PROBLEM DESCRIPTION:
Transcribe the entries below line for line, reproducing each one verbatim but leaving out the pictures.

DATA EXTRACT:
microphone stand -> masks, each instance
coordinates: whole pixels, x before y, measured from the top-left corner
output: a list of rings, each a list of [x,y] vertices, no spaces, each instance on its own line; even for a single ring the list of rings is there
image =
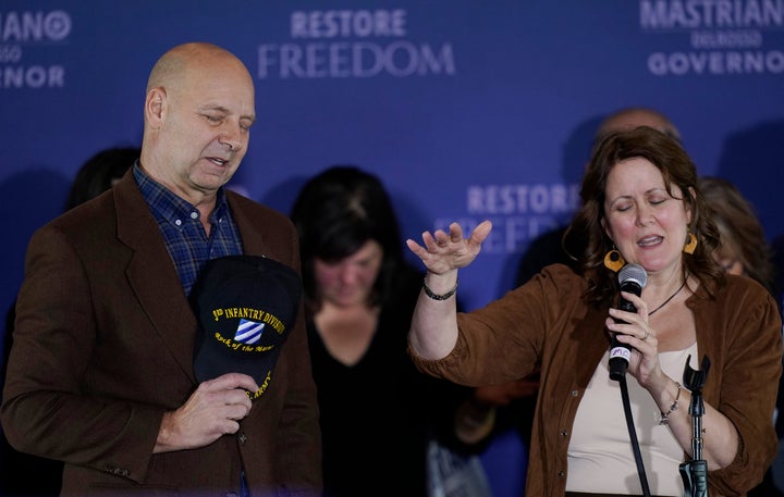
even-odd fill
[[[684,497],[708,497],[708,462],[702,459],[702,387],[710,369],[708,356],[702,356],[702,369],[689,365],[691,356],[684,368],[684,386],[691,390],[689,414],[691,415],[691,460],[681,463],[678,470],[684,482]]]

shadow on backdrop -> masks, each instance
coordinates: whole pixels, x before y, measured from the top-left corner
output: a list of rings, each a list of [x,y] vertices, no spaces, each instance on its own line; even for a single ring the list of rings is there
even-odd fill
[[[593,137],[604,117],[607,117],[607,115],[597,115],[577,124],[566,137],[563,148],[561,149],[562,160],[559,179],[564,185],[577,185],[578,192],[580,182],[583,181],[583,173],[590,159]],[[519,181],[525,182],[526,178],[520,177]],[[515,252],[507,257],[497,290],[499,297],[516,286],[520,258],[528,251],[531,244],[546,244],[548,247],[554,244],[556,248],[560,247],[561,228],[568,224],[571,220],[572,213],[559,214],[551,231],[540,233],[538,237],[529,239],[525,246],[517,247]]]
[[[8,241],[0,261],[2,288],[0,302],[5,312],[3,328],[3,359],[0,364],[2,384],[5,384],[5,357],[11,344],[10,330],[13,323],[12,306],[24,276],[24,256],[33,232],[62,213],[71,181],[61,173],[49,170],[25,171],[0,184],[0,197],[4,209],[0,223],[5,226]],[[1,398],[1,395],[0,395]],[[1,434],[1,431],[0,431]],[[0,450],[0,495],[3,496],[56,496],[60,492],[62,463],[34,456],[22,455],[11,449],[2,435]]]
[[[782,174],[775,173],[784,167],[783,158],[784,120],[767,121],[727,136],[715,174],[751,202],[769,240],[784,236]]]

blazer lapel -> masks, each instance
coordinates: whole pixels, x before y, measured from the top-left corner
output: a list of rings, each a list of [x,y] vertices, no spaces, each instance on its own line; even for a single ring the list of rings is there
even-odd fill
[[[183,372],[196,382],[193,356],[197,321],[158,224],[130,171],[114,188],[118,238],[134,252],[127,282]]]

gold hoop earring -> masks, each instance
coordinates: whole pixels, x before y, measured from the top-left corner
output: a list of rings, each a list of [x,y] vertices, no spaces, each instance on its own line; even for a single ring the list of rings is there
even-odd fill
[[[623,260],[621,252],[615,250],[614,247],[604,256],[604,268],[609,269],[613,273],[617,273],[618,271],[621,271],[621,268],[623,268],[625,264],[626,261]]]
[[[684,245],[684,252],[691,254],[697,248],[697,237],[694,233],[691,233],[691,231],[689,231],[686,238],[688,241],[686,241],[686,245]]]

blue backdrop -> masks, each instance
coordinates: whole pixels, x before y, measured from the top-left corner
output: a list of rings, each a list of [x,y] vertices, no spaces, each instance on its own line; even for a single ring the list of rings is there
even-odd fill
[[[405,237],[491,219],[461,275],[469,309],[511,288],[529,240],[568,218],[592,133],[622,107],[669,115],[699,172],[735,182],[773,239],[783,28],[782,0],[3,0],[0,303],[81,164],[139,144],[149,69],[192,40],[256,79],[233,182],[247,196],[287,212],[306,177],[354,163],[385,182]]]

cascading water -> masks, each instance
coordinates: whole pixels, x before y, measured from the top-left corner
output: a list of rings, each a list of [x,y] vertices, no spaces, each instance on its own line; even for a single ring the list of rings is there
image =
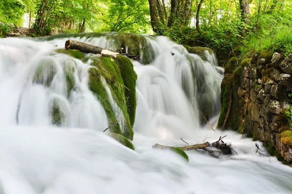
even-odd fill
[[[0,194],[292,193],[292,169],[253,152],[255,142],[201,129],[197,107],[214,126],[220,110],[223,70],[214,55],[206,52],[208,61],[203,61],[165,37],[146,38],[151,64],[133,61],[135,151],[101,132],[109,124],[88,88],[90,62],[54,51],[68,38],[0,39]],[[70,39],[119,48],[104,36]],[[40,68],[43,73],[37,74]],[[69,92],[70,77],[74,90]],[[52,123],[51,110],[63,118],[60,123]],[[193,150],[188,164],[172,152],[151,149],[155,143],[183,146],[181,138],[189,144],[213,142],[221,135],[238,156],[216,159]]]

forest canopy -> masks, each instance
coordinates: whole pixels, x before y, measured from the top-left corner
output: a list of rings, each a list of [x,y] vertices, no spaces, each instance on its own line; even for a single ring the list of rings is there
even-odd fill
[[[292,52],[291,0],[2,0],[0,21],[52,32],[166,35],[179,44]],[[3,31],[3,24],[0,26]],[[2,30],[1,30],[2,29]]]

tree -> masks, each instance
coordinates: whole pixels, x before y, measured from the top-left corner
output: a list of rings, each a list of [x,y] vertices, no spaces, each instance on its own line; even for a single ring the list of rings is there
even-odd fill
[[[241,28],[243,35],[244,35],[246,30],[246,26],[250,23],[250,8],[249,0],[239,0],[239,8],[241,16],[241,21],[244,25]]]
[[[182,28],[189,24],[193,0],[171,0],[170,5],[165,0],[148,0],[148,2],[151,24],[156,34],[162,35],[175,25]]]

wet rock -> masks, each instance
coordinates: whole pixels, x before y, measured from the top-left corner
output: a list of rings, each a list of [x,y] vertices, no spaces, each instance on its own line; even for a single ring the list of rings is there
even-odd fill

COMPLETE OUTPUT:
microphone stand -> masks, each instance
coordinates: whole pixels, x before y, measured from the top-left corner
output: a list of rings, each a list of [x,y] vertices, no spaces, each instance on its own line; even for a single ring the list of rings is there
image =
even-odd fill
[[[684,497],[708,497],[708,462],[702,459],[702,387],[710,369],[708,356],[702,356],[702,369],[689,365],[691,356],[684,368],[684,386],[691,390],[689,414],[691,415],[691,460],[681,463],[678,470],[684,482]]]

shadow on backdrop -> masks, each instance
coordinates: whole pixels, x before y, measured from the top-left corner
output: a list of rings, each a list of [x,y] vertices, no spaces, each instance on its own line; even for a single ring the list of rings is there
even-odd fill
[[[593,137],[604,117],[607,117],[607,115],[597,115],[577,124],[566,137],[563,148],[561,149],[562,160],[559,179],[564,185],[577,185],[578,192],[580,182],[583,181],[583,173],[590,159]],[[519,181],[525,182],[526,178],[520,177]],[[515,252],[507,257],[497,290],[499,297],[516,286],[520,258],[528,251],[531,244],[546,244],[548,247],[554,244],[556,248],[560,247],[561,228],[568,224],[571,220],[572,213],[559,214],[551,231],[540,233],[538,237],[529,239],[525,246],[517,247]]]
[[[8,241],[0,261],[2,288],[0,302],[5,312],[3,328],[3,359],[0,364],[2,384],[5,384],[5,357],[11,344],[10,330],[13,323],[12,306],[24,276],[24,256],[33,232],[62,213],[71,181],[61,173],[49,170],[25,171],[0,184],[0,197],[4,209],[0,223],[5,226]],[[1,398],[1,395],[0,395]],[[1,434],[1,431],[0,431]],[[0,450],[0,495],[3,496],[56,496],[60,492],[62,463],[34,456],[22,455],[11,449],[2,435]]]
[[[782,174],[775,173],[784,167],[783,158],[784,120],[767,121],[727,136],[715,174],[751,202],[769,240],[784,236]]]

blazer lapel -> masks, each instance
coordinates: whole pixels, x before y, measured from the top-left corner
output: a list of rings, each a list of [x,y] vertices, no spaces, each instance on its own line; even for a single ring the list of rings is there
even-odd fill
[[[183,372],[196,382],[193,356],[197,321],[158,224],[130,171],[114,188],[118,238],[134,252],[127,282]]]

gold hoop earring -> masks, each instance
coordinates: whole pixels, x before y, measured from the top-left corner
output: a list of rings, each a list of [x,y] vertices, no spaces, each instance on its own line; even for a single ring the list of rings is there
even-odd fill
[[[623,260],[621,252],[615,250],[614,247],[604,256],[604,268],[609,269],[613,273],[617,273],[618,271],[621,271],[621,268],[623,268],[625,264],[626,261]]]
[[[684,245],[684,252],[691,254],[697,248],[697,237],[694,233],[691,233],[691,231],[689,231],[686,238],[688,241],[686,241],[686,245]]]

blue backdrop -> masks, each instance
coordinates: whole pixels, x before y, measured from the top-left corner
output: a list of rings, each a list of [x,y] vertices, no spaces, each instance on its own line; even for a single ring the list of rings is there
even-odd fill
[[[405,237],[491,219],[461,275],[469,309],[511,288],[529,240],[568,218],[592,133],[622,107],[669,115],[699,172],[735,182],[773,239],[783,28],[782,0],[3,0],[0,303],[81,164],[139,144],[149,69],[192,40],[256,79],[233,182],[247,196],[287,212],[306,177],[354,163],[385,182]]]

cascading water -> masks, each instance
coordinates: whole pixels, x before y, measured from the top-left corner
output: a list of rings, each a list of [x,y] vertices, no spaces, each instance on its own line; even for a single ring the list of rings is there
image =
even-odd fill
[[[0,194],[292,193],[292,169],[253,152],[255,142],[201,129],[197,107],[214,126],[220,110],[223,70],[214,55],[206,52],[208,61],[203,61],[165,37],[146,38],[151,64],[133,61],[135,151],[101,132],[109,124],[88,88],[90,62],[54,51],[68,38],[0,39]],[[70,39],[119,48],[104,36]],[[40,68],[43,73],[37,74]],[[69,92],[70,77],[74,90]],[[52,123],[51,110],[63,118],[60,123]],[[193,150],[188,164],[172,152],[151,149],[155,143],[183,146],[181,138],[189,144],[213,142],[221,135],[238,156],[216,159]]]

forest canopy -> masks, each instance
coordinates: whole pixels, x before y, measured from the top-left corner
output: a list of rings, each a list of [x,y] vertices, no spaces, each instance on its own line; even for a single ring the list of rings is there
even-odd fill
[[[292,52],[291,0],[2,0],[0,21],[52,32],[166,35],[179,44]],[[3,31],[3,24],[0,26]],[[2,30],[1,30],[2,29]]]

tree -> masks, each instance
coordinates: whole pixels, x before y, measured from the top-left corner
output: a list of rings, each a list of [x,y] vertices, no spaces, each instance on its own line; even for a single ring the list of rings is there
even-odd fill
[[[241,28],[243,35],[244,35],[246,30],[246,26],[250,23],[250,8],[249,0],[239,0],[239,8],[241,16],[241,21],[244,25]]]
[[[182,28],[189,24],[193,0],[171,0],[170,5],[165,0],[148,0],[148,2],[151,24],[156,34],[162,35],[175,25]]]

wet rock -> masks, each instance
coordinates: whole pixels, x before y, measured from the top-left corner
output: a list of rings, each a list of [x,y] vertices, no spaces, each instance on its own line; even for a single ring the list of rings is there
even-odd fill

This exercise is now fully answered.